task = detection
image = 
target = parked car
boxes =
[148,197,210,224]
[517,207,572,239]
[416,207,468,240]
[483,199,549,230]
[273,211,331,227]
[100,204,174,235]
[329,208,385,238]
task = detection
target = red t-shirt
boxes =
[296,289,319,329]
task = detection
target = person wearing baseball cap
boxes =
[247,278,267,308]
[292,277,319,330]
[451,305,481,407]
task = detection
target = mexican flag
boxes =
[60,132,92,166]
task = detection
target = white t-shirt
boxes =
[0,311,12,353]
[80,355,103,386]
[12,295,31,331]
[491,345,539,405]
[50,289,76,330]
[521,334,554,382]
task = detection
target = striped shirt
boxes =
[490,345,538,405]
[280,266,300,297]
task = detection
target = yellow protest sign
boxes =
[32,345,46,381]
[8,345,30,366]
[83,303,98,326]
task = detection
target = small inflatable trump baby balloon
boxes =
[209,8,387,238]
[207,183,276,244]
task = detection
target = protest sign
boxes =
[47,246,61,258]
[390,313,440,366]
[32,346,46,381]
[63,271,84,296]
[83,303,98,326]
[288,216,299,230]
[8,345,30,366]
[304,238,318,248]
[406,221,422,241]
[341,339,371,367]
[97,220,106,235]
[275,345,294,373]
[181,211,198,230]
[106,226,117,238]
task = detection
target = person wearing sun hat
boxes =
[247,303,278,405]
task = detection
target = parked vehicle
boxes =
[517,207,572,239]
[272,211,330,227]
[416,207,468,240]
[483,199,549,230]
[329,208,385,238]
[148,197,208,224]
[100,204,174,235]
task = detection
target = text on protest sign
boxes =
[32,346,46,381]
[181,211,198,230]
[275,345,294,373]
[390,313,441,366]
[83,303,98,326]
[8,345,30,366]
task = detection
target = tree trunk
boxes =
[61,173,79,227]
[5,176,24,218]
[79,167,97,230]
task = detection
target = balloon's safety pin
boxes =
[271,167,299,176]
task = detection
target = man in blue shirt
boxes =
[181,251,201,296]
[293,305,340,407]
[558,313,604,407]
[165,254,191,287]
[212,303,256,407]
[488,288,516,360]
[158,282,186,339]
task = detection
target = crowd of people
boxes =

______

## Aim of the task
Word for word, retype all of the material.

## Response to this exercise
task = detection
image = 
target = parked car
boxes =
[148,197,210,224]
[517,207,572,239]
[416,207,468,240]
[483,199,549,230]
[273,211,331,227]
[100,204,174,235]
[329,208,385,238]
task = detection
target = red t-shirt
boxes =
[296,289,319,329]
task = detection
target = person wearing baseball cap
boxes =
[247,278,267,308]
[292,277,319,330]
[451,305,481,407]
task = detection
target = mexican flag
boxes =
[60,132,92,166]
task = detection
target = white t-shirt
boxes =
[0,311,12,353]
[80,355,103,386]
[12,295,31,331]
[491,345,539,405]
[50,289,76,330]
[521,334,554,382]
task = detection
target = striped shirt
boxes =
[490,345,538,405]
[280,266,300,297]
task = detection
target = yellow protest sign
boxes =
[32,345,46,381]
[8,345,30,366]
[83,303,98,326]
task = detection
target = small inflatable trump baby balloon
boxes =
[209,8,387,238]
[207,183,276,244]
task = detection
target = protest sign
boxes =
[47,246,61,258]
[390,313,440,366]
[32,346,46,381]
[63,271,84,296]
[83,303,98,326]
[288,216,299,230]
[8,345,30,366]
[304,238,318,248]
[406,221,422,241]
[341,339,371,367]
[97,220,106,235]
[275,345,294,373]
[181,211,198,230]
[106,226,117,238]
task = detection
target = person wearing sun hat
boxes =
[247,303,278,405]
task = detection
target = parked vehicle
boxes =
[517,207,572,239]
[272,211,330,227]
[416,207,468,240]
[483,199,549,230]
[329,208,385,238]
[148,197,208,224]
[100,204,174,235]
task = detection
target = text on protest sign
boxes =
[32,346,46,381]
[181,211,198,230]
[275,345,294,373]
[390,313,441,366]
[83,303,98,326]
[8,345,30,366]
task = detection
target = tree trunk
boxes =
[61,173,79,227]
[5,176,24,218]
[79,167,97,230]
task = detection
target = balloon's safety pin
boxes =
[271,167,299,176]
task = detection
target = man in blue shirt
boxes =
[181,251,201,296]
[293,305,340,407]
[558,313,604,407]
[165,254,191,287]
[212,303,256,407]
[488,288,516,360]
[158,282,186,339]
task = detection
target = crowd of people
boxes =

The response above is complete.